═════ Passage fourni ═════

Ci-dessous une traduction approximative d'une bonne partie de l'interview du président de l'Association marocaine des droits humains, Maître Abderrahmane Benameur, au journal Assahifa du 16-23 novembre 2000.


Assahifa : M. Benameur, comment est née l'idée de publier une liste comportant les noms de responsables politiques et militaires et d'autres liés aux appareils de l'Etat... C'est la première fois que vous informez officiellement l'opinion publique qu'ils sont impliqués dans les dossiers de la détention arbitraire, de
l'enlèvement et de la torture ?

AB : Je dois préciser tout d'abord qu'à l'AMDH, nous militons pour des objectifs précis qui comportent entre autres la défense des droits humains et la dénonciation des différentes atteintes à ces droits et  le soutien aux victimes de ces atteintes. Par conséquent, ce sont ces objectifs qui définissent les luttes de l'association,  son parcours et les méthodes de son action. La lutte pour la défense des droits humains exige en effet qu'on s'attaque à toutes les  atteintes et parmi elles les crimes de l'enlèvement (disparition forcée) qui  sont punis par la loi marocaine et par les conventions internationales. Il y a en effet une déclaration de l'Assemblée  générale des Nations Unies, au début des années 90, concernant les disparitions forcées, leur dénonciation, la responsabilité des Etats,  la poursuite de ceux qui les commettent et l'indemnisation des
victimes... Et comme les enlèvements constituent un crime, nous militons pour dénoncer ceux qui en sont responsables. Et en plus de soutenir les victimes dont un certain nombre a été torturé et ensuite libéré avec des séquelles  corporelles, psychiques et morales... ceux qui sont décédés dans les lieux  de détention ou sont encore portés disparus ou dont le sort est inconnu, nous avons le devoir de démasquer les criminels et d'exiger que la  lumière soit faite sur le sort des disparus, que les corps de ceux qui  ont été déclarés décédés  et reconnus comme tels par les autorités soient  délivrés à leurs familles et que les disparus libérés ou décédés reçoivent une indemnisation matérielle et morale...


Assahifa : Désolé de vous interrompre mais la nouveauté dans l'initiative  de la liste par rapport à ce sur quoi militait l'association depuis 1979 est que parmi  les noms figurant sur la liste, il y a des personnes qui exercent encore des responsabilités dans les administrations de l'Etat, dans les RG ou dans l'armée...
Comment en êtes-vous par conséquent arrivés là ?

═════ Entrées ═════

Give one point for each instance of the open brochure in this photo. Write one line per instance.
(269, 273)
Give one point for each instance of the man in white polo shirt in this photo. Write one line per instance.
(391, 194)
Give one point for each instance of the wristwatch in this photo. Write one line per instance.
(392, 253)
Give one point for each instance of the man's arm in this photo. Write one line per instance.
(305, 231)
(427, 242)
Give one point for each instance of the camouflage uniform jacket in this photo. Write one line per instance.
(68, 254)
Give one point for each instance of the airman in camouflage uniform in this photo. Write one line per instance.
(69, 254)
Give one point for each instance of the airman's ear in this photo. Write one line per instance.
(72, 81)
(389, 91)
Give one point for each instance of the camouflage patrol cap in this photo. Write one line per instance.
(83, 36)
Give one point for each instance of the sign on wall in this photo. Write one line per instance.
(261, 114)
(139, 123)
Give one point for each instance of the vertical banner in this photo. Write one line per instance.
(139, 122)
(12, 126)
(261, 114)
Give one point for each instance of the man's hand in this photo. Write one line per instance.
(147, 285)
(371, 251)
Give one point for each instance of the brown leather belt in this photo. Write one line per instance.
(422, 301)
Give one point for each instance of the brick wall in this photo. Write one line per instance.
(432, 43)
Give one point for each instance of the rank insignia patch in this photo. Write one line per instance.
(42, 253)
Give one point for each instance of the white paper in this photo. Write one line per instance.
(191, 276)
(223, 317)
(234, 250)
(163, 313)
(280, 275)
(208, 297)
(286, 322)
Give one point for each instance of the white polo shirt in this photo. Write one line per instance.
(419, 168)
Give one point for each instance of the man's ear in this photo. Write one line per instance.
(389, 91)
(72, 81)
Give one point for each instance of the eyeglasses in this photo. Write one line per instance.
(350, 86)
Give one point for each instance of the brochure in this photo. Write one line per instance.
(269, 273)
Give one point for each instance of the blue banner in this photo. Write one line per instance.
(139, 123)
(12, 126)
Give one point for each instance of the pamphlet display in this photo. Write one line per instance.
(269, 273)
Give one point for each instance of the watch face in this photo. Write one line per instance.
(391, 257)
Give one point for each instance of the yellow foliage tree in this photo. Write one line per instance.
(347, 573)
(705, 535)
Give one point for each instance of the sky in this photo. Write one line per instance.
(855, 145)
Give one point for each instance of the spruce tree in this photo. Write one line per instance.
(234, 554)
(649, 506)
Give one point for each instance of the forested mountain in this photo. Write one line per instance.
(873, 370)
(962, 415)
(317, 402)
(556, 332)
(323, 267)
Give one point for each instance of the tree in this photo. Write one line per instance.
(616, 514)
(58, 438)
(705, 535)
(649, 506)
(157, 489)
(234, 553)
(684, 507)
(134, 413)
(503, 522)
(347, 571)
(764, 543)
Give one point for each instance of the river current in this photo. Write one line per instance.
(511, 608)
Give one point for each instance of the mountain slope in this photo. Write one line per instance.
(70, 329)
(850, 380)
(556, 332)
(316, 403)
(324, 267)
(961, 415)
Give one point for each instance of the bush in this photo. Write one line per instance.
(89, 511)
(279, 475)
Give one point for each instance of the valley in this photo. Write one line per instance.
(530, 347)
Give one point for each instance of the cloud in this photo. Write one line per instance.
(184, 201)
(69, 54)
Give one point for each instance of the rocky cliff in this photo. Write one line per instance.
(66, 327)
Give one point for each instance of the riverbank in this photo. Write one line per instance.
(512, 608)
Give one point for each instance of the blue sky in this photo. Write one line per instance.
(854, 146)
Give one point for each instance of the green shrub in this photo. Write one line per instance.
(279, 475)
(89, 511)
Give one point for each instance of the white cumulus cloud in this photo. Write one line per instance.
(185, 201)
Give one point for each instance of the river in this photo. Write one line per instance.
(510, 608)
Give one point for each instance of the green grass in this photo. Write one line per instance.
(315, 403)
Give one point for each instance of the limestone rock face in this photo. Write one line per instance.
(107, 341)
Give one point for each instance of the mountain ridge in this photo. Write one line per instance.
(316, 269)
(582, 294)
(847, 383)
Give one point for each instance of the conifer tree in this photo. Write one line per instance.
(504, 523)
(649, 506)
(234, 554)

═════

> _Travail demandé_
a) Recopiez mot pour mot le passage fourni depuis « Assahifa : Désolé » jusqu'à « arrivés là ? » inclus.
b) Répondez aux questions suivantes d'après le passage fourni :
(i) À quel journal l'interview a-t-elle été accordée ?
(ii) À quelle période l'Assemblée générale des Nations Unies a-t-elle adopté sa déclaration sur les disparitions forcées ?
(iii) Depuis quelle année l'association milite-t-elle, selon Assahifa ?
Les items ne sont d'aucune utilité pour ce travail.

> _Corrigé par tâche_
a)
Assahifa : Désolé de vous interrompre mais la nouveauté dans l'initiative  de la liste par rapport à ce sur quoi militait l'association depuis 1979 est que parmi  les noms figurant sur la liste, il y a des personnes qui exercent encore des responsabilités dans les administrations de l'Etat, dans les RG ou dans l'armée...
Comment en êtes-vous par conséquent arrivés là ?

b)
(i) Au journal Assahifa.
(ii) Au début des années 90.
(iii) Depuis 1979.